WHAT THE TASK ASKS: Give the number of lines that contain "table" in the listing, and write nothing else.
##### SOURCE DATA #####
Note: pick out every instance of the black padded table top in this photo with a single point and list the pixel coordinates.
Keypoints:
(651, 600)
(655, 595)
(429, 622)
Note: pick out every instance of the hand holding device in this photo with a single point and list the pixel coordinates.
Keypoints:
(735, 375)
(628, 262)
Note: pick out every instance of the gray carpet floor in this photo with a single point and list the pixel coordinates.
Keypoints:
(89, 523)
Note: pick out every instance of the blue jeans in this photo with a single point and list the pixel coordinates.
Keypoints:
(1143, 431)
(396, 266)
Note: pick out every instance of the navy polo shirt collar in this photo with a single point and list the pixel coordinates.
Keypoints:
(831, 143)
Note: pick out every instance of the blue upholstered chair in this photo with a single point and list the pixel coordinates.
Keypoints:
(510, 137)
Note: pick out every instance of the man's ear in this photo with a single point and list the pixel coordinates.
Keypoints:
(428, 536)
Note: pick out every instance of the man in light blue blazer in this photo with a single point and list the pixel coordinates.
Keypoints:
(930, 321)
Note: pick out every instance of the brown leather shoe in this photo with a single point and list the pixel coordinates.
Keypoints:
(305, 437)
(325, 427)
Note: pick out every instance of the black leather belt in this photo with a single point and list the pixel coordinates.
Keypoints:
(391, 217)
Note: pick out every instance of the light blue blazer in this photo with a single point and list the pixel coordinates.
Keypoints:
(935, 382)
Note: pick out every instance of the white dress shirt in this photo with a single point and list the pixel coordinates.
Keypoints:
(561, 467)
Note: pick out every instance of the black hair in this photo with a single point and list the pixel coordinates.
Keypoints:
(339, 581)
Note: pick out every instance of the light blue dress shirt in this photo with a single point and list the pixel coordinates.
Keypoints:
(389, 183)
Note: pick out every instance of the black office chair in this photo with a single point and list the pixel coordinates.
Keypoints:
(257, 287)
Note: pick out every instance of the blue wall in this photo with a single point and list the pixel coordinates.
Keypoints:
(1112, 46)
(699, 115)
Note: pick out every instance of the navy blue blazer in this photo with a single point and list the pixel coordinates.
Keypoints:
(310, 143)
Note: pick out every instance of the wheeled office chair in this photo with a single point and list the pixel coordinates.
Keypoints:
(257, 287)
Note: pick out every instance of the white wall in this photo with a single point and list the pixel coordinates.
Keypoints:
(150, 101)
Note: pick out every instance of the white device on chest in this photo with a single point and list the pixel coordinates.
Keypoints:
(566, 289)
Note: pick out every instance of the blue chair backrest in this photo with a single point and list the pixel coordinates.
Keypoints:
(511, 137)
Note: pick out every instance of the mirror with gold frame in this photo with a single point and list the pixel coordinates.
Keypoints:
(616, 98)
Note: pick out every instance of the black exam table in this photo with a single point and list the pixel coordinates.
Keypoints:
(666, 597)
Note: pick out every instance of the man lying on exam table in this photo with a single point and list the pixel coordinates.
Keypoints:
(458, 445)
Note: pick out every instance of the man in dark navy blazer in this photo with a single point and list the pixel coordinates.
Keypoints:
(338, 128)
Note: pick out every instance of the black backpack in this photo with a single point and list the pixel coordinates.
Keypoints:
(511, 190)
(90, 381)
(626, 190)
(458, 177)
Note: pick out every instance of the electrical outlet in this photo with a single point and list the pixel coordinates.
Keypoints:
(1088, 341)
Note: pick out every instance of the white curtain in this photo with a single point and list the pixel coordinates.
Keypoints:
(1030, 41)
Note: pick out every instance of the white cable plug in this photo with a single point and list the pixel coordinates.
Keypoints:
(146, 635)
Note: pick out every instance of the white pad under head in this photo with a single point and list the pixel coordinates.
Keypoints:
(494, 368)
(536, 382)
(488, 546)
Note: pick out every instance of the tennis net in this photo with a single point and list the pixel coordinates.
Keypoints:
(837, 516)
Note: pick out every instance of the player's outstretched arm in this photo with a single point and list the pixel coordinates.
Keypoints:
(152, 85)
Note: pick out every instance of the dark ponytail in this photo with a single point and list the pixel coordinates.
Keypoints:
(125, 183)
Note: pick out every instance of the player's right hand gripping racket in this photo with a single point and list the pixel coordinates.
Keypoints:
#####
RESULT OF THE TASK: 3